Task to complete = Every record here needs to be written out again exactly.

[BEGIN]

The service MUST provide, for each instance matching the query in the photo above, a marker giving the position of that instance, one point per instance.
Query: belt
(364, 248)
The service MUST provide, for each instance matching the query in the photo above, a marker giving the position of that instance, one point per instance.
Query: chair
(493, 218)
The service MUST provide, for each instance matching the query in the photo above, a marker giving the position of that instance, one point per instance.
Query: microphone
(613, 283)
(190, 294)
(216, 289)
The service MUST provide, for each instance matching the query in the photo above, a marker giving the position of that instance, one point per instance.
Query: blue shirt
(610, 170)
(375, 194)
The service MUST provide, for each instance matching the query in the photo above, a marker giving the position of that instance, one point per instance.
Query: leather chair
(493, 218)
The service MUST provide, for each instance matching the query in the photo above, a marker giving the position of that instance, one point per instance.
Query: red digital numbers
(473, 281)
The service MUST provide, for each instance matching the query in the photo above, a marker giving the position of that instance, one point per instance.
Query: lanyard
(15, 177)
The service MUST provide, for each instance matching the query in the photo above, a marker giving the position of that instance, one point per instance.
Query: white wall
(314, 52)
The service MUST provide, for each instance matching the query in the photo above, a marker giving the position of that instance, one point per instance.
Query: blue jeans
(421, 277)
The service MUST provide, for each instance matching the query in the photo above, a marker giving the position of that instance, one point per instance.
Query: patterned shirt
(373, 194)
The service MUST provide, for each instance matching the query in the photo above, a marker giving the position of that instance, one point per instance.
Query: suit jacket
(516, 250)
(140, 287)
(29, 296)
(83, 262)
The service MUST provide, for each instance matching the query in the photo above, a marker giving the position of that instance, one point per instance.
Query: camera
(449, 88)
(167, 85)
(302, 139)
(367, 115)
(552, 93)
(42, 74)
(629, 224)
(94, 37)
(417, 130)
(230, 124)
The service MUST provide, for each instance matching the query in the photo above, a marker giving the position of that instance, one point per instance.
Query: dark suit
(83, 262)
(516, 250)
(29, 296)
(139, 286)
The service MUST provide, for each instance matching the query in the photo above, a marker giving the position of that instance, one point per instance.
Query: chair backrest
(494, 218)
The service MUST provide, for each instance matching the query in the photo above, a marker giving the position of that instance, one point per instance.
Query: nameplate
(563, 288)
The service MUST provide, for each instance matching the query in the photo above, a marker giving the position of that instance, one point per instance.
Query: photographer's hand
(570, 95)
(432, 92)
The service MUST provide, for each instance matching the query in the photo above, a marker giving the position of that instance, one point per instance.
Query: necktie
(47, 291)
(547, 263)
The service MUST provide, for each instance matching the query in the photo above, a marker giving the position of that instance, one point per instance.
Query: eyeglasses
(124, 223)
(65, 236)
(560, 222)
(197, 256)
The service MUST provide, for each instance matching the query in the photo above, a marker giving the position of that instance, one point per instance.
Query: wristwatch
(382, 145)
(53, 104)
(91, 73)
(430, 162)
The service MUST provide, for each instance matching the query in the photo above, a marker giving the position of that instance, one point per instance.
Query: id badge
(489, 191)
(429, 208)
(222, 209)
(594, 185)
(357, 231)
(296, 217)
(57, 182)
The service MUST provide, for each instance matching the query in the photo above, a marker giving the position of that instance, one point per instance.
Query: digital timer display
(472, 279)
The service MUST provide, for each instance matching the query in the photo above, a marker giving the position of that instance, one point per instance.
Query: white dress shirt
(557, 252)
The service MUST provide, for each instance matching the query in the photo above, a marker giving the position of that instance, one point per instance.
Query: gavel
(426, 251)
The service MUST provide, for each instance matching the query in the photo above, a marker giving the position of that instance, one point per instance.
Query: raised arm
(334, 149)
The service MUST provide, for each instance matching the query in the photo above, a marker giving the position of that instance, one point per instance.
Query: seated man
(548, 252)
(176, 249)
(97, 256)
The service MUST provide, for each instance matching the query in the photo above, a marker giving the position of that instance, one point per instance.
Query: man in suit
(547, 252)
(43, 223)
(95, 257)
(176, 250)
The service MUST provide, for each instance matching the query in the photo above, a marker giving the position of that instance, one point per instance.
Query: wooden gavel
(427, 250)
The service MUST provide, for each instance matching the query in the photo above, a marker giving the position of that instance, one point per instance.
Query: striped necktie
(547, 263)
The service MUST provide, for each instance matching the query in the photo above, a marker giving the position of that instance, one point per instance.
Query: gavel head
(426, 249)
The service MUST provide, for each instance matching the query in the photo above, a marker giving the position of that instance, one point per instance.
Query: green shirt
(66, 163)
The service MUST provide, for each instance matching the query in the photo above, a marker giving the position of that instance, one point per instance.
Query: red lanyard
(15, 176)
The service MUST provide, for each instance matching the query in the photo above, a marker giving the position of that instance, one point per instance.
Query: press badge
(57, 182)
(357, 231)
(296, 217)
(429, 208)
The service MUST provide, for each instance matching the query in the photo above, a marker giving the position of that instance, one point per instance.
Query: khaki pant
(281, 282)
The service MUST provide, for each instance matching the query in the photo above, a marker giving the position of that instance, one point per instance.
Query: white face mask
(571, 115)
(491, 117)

[END]

Task result =
The service MUST provide, for each instance matching the query in the photo above, a marker giving the position of that instance, one point per instance.
Query: belt
(364, 248)
The service MUST provide, for each instance matching the query in the photo above, a marker giving the position of that instance, one point per instance.
Query: chair
(493, 218)
The service MUST provide, for each instance matching the query in the photo above, a marker giving the position of that instance, one point per instance.
Query: microphone
(613, 283)
(190, 294)
(216, 289)
The service MUST provide, for each instance matching the query in the photo above, a marker giving the position of that instance, one point per instance.
Query: blue shirt
(610, 170)
(375, 194)
The service MUST provide, for each instance matching the query in the photo above, a marker giving the position of that instance, one point per instance.
Query: leather chair
(493, 218)
The service MUST provide, for each instance matching the query in the photo above, a marker giving the position of that instance, one point per instance.
Query: red digital numbers
(473, 281)
The service MUST provide, for each instance matching the query in the photo above, a marker giving the position of that instance, one point per instance.
Query: lanyard
(15, 177)
The service MUST provide, for each instance matching the query in the photo above, a marker giving the position of that instance, one point per instance.
Query: white wall
(314, 52)
The service MUST provide, for each instance matching the query in the photo above, a marker giving the position of that instance, one point per instance.
Query: blue jeans
(421, 277)
The service MUST provide, for each instance matching the query in the photo above, a marker giving the position of that instance, one point per instance.
Query: patterned shirt
(373, 194)
The service MUST provide, for each instance matching the query in the photo above, a marker giving the position of that instance, one point per instance.
Query: suit jacket
(516, 250)
(140, 287)
(29, 296)
(83, 262)
The service MUST provide, for each instance matching the query in the photo above, a marker giving the position of that instance, one point per instance.
Query: camera
(449, 88)
(167, 85)
(302, 139)
(367, 115)
(552, 93)
(42, 74)
(629, 224)
(94, 37)
(417, 130)
(230, 124)
The service MUST provide, for each instance matching the query in the photo above, a marker giving the position of that instance, one point per instance.
Query: dark suit
(83, 262)
(516, 250)
(29, 296)
(139, 286)
The service MUST provide, for each instance matching the query in the photo above, a marker giving the position of that instance, one point per instance.
Query: chair backrest
(494, 218)
The service MUST provide, for each instance matching the query in the photo above, a marker giving the position of that instance, one point per instance.
Query: nameplate
(563, 288)
The service MUST provide, for each instance matching the query in the photo above, a marker giving the position of that instance, one point per instance.
Query: photographer's hand
(570, 95)
(432, 92)
The service MUST provide, for each instance matching the query in the photo above, a marker giving the position of that instance, one point per instance.
Query: necktie
(47, 291)
(547, 263)
The service MUST provide, for each instance matching the query in the photo above, a marker giving the position of that instance, one point per instance.
Query: eyeglasses
(124, 223)
(65, 236)
(560, 222)
(197, 256)
The service MUST provide, for each instance matching the query in the photo above, a marker giving the position of that instance, one point per instance.
Query: wristwatch
(382, 145)
(53, 104)
(91, 73)
(430, 162)
The service MUST provide, for each instance matching the query in the photo above, a marker giving the position of that instance, one point per instance.
Query: id badge
(489, 191)
(429, 208)
(222, 209)
(594, 185)
(357, 231)
(296, 217)
(57, 182)
The service MUST provide, for each instance matching the query in the photo above, a marker giving the position of that instance, one point per instance.
Query: digital timer display
(472, 279)
The service MUST provide, for each instance matching the query in the photo above, a marker giving the position of that instance, one point per instance.
Query: white dress shirt
(557, 252)
The service MUST provide, for each instance matching the query in the photo above, a marker giving the position of that instance, one point per instance.
Query: gavel
(426, 251)
The service MUST provide, for each instance matching the query in the photo above, a marker giving the position of that instance, one point per instance.
Query: raised arm
(334, 149)
The service MUST provide, for each instance matching the query in the photo above, a marker giving the position of that instance, one point per instance.
Query: seated man
(548, 252)
(176, 249)
(97, 256)
The service MUST provide, for each instance matching the query in the photo above, a marker giving the position of that instance, one point per instance.
Query: man in suit
(547, 252)
(43, 223)
(95, 257)
(176, 250)
The service MUST provide, for each instance matching the query in the photo above, a marker giving the position of that instance, one point per instance.
Query: wooden gavel
(427, 250)
The service MUST provide, for each instance matching the query in the photo above, a marker giving the position of that instance, one point per instance.
Query: striped necktie
(547, 263)
The service MUST provide, for each instance matching the query in the photo above, a marker giving the position of that instance, one point per instance.
Query: gavel head
(426, 249)
The service MUST provide, for each instance matching the query in the photo above, a marker giving the position of that instance, one point per instance.
Query: green shirt
(66, 163)
The service MUST provide, for each instance matching the query in the photo above, a marker giving the position of that instance, one point per instance.
Query: red lanyard
(15, 176)
The service MUST provide, for each instance matching the query in the photo above, a marker giving the position of that instance, one point per instance.
Query: press badge
(57, 182)
(357, 231)
(296, 217)
(429, 208)
The service MUST provide, for each instance matching the query in the photo above, a marker giving the position of that instance, one point per instance.
Query: khaki pant
(281, 282)
The service MUST provide, for each instance matching the query in the photo above, a marker giving the position of that instance, one point per instance.
Query: white face mask
(571, 115)
(491, 117)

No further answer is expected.